# Given data:
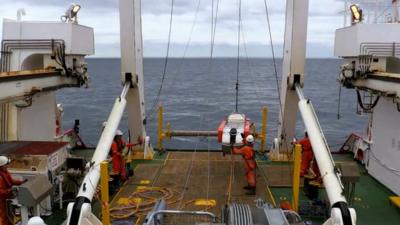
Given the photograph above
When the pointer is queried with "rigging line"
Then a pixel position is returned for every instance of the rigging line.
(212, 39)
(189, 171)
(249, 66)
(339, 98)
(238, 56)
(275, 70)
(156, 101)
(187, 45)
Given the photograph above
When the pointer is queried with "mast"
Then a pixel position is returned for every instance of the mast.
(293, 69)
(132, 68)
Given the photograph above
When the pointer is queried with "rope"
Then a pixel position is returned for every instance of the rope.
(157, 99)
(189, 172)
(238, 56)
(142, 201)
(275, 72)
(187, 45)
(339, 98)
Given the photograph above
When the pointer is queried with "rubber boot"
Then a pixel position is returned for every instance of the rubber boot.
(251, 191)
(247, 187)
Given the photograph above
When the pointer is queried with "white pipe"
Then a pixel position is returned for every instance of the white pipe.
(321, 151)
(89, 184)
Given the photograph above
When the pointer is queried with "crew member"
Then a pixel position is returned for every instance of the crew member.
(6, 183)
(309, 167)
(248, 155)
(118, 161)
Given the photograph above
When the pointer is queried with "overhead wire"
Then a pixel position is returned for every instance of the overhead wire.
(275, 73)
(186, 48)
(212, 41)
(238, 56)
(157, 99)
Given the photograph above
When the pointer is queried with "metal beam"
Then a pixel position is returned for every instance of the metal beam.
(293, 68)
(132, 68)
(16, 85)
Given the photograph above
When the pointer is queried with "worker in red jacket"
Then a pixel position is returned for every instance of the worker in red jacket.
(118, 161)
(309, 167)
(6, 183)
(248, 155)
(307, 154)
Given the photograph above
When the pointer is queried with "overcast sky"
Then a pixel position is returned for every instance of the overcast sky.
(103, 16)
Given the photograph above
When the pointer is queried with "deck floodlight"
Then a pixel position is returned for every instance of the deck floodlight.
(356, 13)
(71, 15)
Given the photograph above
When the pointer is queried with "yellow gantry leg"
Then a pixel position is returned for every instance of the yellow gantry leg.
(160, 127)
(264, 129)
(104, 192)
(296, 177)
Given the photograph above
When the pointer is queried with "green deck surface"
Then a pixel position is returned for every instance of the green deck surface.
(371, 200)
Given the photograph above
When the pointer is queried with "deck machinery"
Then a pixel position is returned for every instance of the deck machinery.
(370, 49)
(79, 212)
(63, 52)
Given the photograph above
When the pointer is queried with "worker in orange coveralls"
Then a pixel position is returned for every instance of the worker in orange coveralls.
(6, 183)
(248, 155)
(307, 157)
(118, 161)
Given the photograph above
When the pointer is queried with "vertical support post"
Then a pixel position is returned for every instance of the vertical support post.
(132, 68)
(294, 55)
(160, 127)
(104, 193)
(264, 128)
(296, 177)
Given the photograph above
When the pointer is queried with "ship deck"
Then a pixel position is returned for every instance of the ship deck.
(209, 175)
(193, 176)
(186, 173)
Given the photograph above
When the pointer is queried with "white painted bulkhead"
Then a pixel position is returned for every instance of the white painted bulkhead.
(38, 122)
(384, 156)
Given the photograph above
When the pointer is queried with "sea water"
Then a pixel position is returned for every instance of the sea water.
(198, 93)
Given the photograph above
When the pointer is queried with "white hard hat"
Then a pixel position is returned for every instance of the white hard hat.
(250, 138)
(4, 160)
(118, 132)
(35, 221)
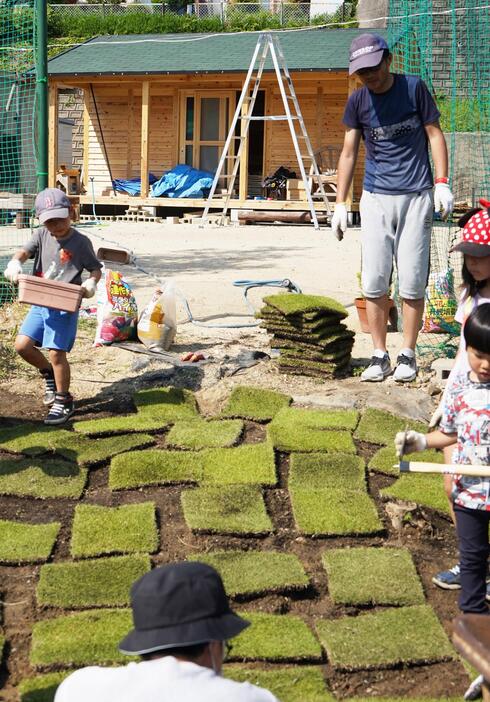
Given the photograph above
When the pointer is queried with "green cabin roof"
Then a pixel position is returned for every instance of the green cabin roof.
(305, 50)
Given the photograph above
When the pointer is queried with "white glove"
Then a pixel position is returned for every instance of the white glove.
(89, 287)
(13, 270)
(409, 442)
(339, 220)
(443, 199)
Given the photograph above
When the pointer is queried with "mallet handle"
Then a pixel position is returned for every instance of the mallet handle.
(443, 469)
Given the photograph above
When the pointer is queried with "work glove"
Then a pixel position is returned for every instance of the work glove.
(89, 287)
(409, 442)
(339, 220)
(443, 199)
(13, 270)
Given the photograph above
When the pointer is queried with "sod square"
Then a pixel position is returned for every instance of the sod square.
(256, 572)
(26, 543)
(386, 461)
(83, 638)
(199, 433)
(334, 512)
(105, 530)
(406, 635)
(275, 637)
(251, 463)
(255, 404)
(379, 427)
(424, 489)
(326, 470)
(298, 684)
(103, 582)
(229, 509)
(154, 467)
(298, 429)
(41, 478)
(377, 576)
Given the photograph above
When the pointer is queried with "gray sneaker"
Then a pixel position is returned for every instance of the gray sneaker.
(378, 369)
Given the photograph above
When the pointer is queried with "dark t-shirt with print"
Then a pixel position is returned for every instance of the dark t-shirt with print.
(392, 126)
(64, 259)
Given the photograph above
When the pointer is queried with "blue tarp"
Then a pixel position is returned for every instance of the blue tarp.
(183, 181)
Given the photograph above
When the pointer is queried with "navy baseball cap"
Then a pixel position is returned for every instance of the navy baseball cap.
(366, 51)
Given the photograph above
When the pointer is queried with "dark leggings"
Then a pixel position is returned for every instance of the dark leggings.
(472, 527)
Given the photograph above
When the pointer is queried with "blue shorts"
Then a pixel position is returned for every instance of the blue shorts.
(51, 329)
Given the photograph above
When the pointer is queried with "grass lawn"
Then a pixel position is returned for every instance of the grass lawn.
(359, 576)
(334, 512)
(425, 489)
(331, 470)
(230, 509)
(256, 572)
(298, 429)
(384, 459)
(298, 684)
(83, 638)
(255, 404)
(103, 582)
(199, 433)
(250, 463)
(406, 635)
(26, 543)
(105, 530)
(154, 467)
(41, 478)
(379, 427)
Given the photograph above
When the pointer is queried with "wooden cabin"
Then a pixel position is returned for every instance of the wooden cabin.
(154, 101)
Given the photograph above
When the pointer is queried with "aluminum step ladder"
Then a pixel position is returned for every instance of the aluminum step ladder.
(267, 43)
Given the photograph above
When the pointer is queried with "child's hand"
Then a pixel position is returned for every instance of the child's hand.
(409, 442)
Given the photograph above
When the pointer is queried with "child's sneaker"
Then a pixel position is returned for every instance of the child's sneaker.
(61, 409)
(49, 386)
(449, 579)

# What the task requires:
Your copy should match the records word for word, with the pictures removed.

# Complete response:
Given the photograph above
When the pointer is queried with "rigging line"
Then a pixel position is returned for every instance of the rigging line.
(212, 39)
(189, 171)
(249, 66)
(339, 98)
(238, 56)
(275, 70)
(156, 101)
(187, 45)
Given the photograph above
When the pointer is queried with "mast"
Then a pixel position is returned for every instance of the mast.
(293, 69)
(132, 68)
Given the photograph above
When the pointer is queried with "rope"
Then a pixel position is returned for every instance of the rope.
(157, 99)
(189, 172)
(238, 56)
(142, 201)
(275, 72)
(187, 45)
(339, 98)
Given the photograph above
When the pointer is queried with "rubber boot"
Then a pixel position is returned for every instance of the rubber boot.
(251, 191)
(247, 187)
Given the photograph above
When the pointer is queried with "white pipe"
Then a pixel position is returned for every instance of the white pipe.
(321, 151)
(89, 184)
Given the photograph above
When the pointer is queried with "crew member"
Then a pixel position is returned for every instance of the crew member.
(6, 183)
(309, 167)
(248, 155)
(118, 161)
Given the photograph above
When the pointer is queried with "overhead wire"
Then a pixel position is returned for every instance of the overhead wire.
(275, 73)
(186, 48)
(212, 41)
(238, 56)
(157, 99)
Given the photograph above
When the pointer is queried with "metal beam"
Then a pixel position is returned for every instance of the metal beam.
(293, 68)
(132, 68)
(16, 85)
Given the photograph above
When the pointer is queried with "worker in red jacket"
Then a pixel position is returned for every instance of the worker in red jacket.
(118, 161)
(309, 167)
(6, 183)
(248, 155)
(307, 154)
Given the photograph above
When the pointer is queried with "overcast sky"
Then a pixel position is returned for every instance of the overcast sky.
(103, 16)
Given the photograph above
When the pointer is queried with "deck floodlight"
Then a pixel position is returned for every instance of the deck floodlight.
(356, 13)
(71, 15)
Given the photograph above
When the pointer is queried with "yellow gantry leg"
Then a pixel position is returned for every instance of the yellow gantry leg.
(160, 127)
(264, 129)
(104, 192)
(296, 177)
Given the photograph above
When the pointer is queried with "green deck surface"
Then a pixel position is returned for every instance of the green deck surface.
(371, 200)
Given the photograph above
When the pointer is queried with "deck machinery"
Then a pixel position is returned for every instance of the deck machinery.
(370, 49)
(79, 212)
(63, 52)
Given the photograph above
When the pointer is queried with "worker in orange coveralls"
Then a pixel position is returned for every instance of the worker in orange coveralls.
(6, 183)
(248, 155)
(307, 157)
(118, 161)
Given the photograph above
When the pointer is queried with "vertical support post"
Then a pixel position is returned for every instance of the vertical support post.
(132, 68)
(294, 55)
(160, 127)
(104, 193)
(264, 128)
(296, 177)
Given the photograph above
When the pointer is queried with "ship deck"
Then a pixel position is returned for every instance of the ship deck.
(209, 175)
(193, 176)
(186, 173)
Given the photograph above
When the pointer is queried with "white painted bulkhead"
Then a pixel position is returned for every instance of the white painted bulkhead.
(38, 122)
(384, 156)
Given the photograph above
When the pointer is queried with "sea water"
Then a pixel position is returned for every instance of the sea water.
(198, 93)
Given the photograph above
When the pointer is queried with "white hard hat"
Then a pixel position is returned for every instance of the white hard hat.
(250, 138)
(4, 160)
(118, 132)
(35, 221)
Given the photograph above
When the pointer is queried with "green cabin roof"
Then a pixel position is returned for every instance of the green cabin roof.
(305, 50)
Given the photograph above
When the pointer is queried with "white glove"
Then a pixel position is returned for every instance of the white glove.
(89, 287)
(13, 270)
(409, 442)
(339, 220)
(443, 199)
Given the photograph above
When the pointer is queried with "mallet handle"
Then a pixel position is returned for every instance of the mallet handle.
(443, 469)
Given the photograph above
When the pointer is queried with "work glove"
Then a pixel position is returned for every instance of the work glove.
(89, 287)
(409, 442)
(339, 220)
(443, 199)
(13, 270)
Given the photograph above
When the pointer is queried with "sod square"
Then a pixel position is returned for every instance of the sod square.
(256, 572)
(26, 543)
(386, 461)
(83, 638)
(199, 433)
(334, 512)
(105, 530)
(406, 635)
(275, 637)
(251, 463)
(255, 404)
(379, 427)
(424, 489)
(326, 470)
(298, 684)
(103, 582)
(229, 509)
(154, 467)
(298, 429)
(41, 478)
(377, 576)
Given the photograph above
When the pointer is queried with "gray sneaker"
Then a pixel position is returned for every instance of the gray sneaker.
(378, 369)
Given the photograph above
When the pointer is queried with "dark t-shirt with print"
Then a pixel position is returned for every instance of the dark t-shirt with print.
(392, 126)
(64, 259)
Given the photograph above
When the pointer is queried with "blue tarp"
Then a pixel position is returned for every instance of the blue tarp.
(183, 181)
Given the photograph above
When the pointer is queried with "navy baseball cap"
Then a pixel position is returned for every instance of the navy baseball cap.
(366, 51)
Given the photograph above
When the pointer is queried with "dark leggings"
Then a pixel position is returned for every instance of the dark leggings.
(472, 527)
Given the photograph above
When the pointer is queried with "blue shorts"
Then a pixel position is returned for every instance of the blue shorts.
(51, 329)
Given the photograph above
When the pointer is queried with "grass lawn"
Then a pixel position is returned for every instance of the grass lawn.
(359, 576)
(334, 512)
(425, 489)
(331, 470)
(230, 509)
(256, 572)
(298, 429)
(384, 459)
(298, 684)
(83, 638)
(255, 404)
(103, 582)
(199, 433)
(250, 463)
(406, 635)
(26, 543)
(105, 530)
(154, 467)
(41, 478)
(379, 427)
Given the photograph above
When the pointer is queried with "wooden cabin"
Then a pixel position is returned for every instance of the wooden cabin.
(154, 101)
Given the photograph above
When the pointer is queried with "aluminum step ladder"
Then a pixel position is returned for every instance of the aluminum step ladder.
(267, 43)
Given the photograph above
When the pointer is queried with "child's hand"
Then a pixel position is returned for every instance of the child's hand.
(409, 442)
Given the photograph above
When the pointer is queried with "child's sneaker"
Then a pixel position is returned for every instance of the child's sneaker.
(61, 409)
(49, 386)
(449, 579)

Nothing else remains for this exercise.